Supplied text =
----

Fork me on GitHub
#asami
<
2023-12-12
>
xificurC09:12:02

is there support for with-db capabilities in asami? Reading through the channel history and issues it seems yes. If so, is there a reason this API hasn't been copied over from datomic?

quoll13:12:15

Just like Datomic Pro (which was Datomic local) there is no need for a with-db. Just use a normal db

xificurC13:12:43

help me finish the picture, using a normal db will work for queries, but what if I want to fork the db or "speculatively" apply transacations. Think git branch

quoll14:12:18

I actually prevent a with database from being saved, but there’s no reason they can’t be. The reason I never allowed it was because I don’t have a good strategy for merging (or rebasing) branches. I asked a few people, but no one saw the need

xificurC14:12:42

I'm exploring an in memory use case, so saving is not interesting. What could be interesting is applying some transactions and compare query results from db1 and db2. I understand if db1 and db2 share the same root (all db1 txs are in db2) we don't need branching. This is all theoretical at this point

quoll14:12:59

5 more minutes and I’ll be back at my keyboard. I can talk better then

quoll14:12:39

OK… I’m here

quoll14:12:12

It may be helpful to explain the architecture

quoll14:12:29

I’ll stick to in-memory, though on-disk is similar

quoll14:12:21

It’s layered. Everything actually happens in the Graph. This is a protocol in https://github.com/quoll/asami/blob/main/src/asami/graph.cljc and the in-memory version is just a set of supporting functions around 3 PersistentHashMaps: https://github.com/quoll/asami/blob/main/src/asami/index.cljc

quoll14:12:03

(There’s a historical simpler version too, if that would help)

----

Materials provided =

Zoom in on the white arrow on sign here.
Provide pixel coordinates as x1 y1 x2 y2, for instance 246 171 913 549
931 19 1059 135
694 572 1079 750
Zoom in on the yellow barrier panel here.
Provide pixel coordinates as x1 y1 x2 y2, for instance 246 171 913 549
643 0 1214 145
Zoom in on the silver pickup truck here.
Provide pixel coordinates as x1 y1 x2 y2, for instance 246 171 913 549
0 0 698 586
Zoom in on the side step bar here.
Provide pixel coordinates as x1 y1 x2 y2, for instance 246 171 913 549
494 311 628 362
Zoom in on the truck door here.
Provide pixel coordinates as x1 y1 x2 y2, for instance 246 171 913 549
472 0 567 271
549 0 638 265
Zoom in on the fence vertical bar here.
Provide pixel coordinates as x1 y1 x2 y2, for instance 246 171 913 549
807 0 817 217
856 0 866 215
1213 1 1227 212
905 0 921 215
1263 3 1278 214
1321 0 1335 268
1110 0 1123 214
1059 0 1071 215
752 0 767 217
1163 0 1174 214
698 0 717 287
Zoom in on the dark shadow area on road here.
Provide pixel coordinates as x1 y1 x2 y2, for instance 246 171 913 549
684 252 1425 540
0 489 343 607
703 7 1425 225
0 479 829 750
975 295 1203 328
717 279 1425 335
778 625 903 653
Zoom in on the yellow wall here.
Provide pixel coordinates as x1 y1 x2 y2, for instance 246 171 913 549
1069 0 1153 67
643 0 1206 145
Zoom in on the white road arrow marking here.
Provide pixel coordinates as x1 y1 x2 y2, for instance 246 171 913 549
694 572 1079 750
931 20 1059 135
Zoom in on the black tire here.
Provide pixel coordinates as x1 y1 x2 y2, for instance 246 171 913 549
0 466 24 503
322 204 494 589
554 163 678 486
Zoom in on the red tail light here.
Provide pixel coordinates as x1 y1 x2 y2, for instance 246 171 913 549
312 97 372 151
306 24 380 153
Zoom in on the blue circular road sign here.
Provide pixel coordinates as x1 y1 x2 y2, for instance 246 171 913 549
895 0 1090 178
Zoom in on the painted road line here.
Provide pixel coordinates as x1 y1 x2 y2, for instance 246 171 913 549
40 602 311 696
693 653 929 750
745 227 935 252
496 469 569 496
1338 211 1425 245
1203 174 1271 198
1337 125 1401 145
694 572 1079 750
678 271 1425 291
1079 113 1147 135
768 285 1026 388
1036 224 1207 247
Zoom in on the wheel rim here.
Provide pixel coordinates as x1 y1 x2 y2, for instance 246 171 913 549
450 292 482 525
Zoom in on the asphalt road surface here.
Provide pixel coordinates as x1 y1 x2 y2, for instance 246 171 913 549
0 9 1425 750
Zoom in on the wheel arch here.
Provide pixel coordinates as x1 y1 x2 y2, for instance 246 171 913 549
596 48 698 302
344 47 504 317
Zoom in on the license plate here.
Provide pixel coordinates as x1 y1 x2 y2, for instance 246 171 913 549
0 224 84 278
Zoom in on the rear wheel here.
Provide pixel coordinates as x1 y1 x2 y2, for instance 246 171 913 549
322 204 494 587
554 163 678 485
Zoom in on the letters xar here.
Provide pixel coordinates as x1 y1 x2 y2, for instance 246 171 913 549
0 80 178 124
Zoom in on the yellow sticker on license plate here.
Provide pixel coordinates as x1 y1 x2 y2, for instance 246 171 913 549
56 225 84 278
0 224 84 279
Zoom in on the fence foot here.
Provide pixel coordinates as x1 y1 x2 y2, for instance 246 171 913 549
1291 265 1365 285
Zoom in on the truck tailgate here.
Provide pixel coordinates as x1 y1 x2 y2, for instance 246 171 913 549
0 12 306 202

----

Work to complete =
1) In the asami thread, replace "layered" with "modular" and write out the passage from "quoll14:12:21" to "that would help)".
2) Copy the records word for word from the line with "Zoom in on the dark shadow area on road here." to the line with "0 9 1425 750", including both of those lines.

Exercise responses =
1)
quoll14:12:21

It’s modular. Everything actually happens in the Graph. This is a protocol in https://github.com/quoll/asami/blob/main/src/asami/graph.cljc and the in-memory version is just a set of supporting functions around 3 PersistentHashMaps: https://github.com/quoll/asami/blob/main/src/asami/index.cljc

quoll14:12:03

(There’s a historical simpler version too, if that would help)

2)
Zoom in on the dark shadow area on road here.
Provide pixel coordinates as x1 y1 x2 y2, for instance 246 171 913 549
684 252 1425 540
0 489 343 607
703 7 1425 225
0 479 829 750
975 295 1203 328
717 279 1425 335
778 625 903 653
Zoom in on the yellow wall here.
Provide pixel coordinates as x1 y1 x2 y2, for instance 246 171 913 549
1069 0 1153 67
643 0 1206 145
Zoom in on the white road arrow marking here.
Provide pixel coordinates as x1 y1 x2 y2, for instance 246 171 913 549
694 572 1079 750
931 20 1059 135
Zoom in on the black tire here.
Provide pixel coordinates as x1 y1 x2 y2, for instance 246 171 913 549
0 466 24 503
322 204 494 589
554 163 678 486
Zoom in on the red tail light here.
Provide pixel coordinates as x1 y1 x2 y2, for instance 246 171 913 549
312 97 372 151
306 24 380 153
Zoom in on the blue circular road sign here.
Provide pixel coordinates as x1 y1 x2 y2, for instance 246 171 913 549
895 0 1090 178
Zoom in on the painted road line here.
Provide pixel coordinates as x1 y1 x2 y2, for instance 246 171 913 549
40 602 311 696
693 653 929 750
745 227 935 252
496 469 569 496
1338 211 1425 245
1203 174 1271 198
1337 125 1401 145
694 572 1079 750
678 271 1425 291
1079 113 1147 135
768 285 1026 388
1036 224 1207 247
Zoom in on the wheel rim here.
Provide pixel coordinates as x1 y1 x2 y2, for instance 246 171 913 549
450 292 482 525
Zoom in on the asphalt road surface here.
Provide pixel coordinates as x1 y1 x2 y2, for instance 246 171 913 549
0 9 1425 750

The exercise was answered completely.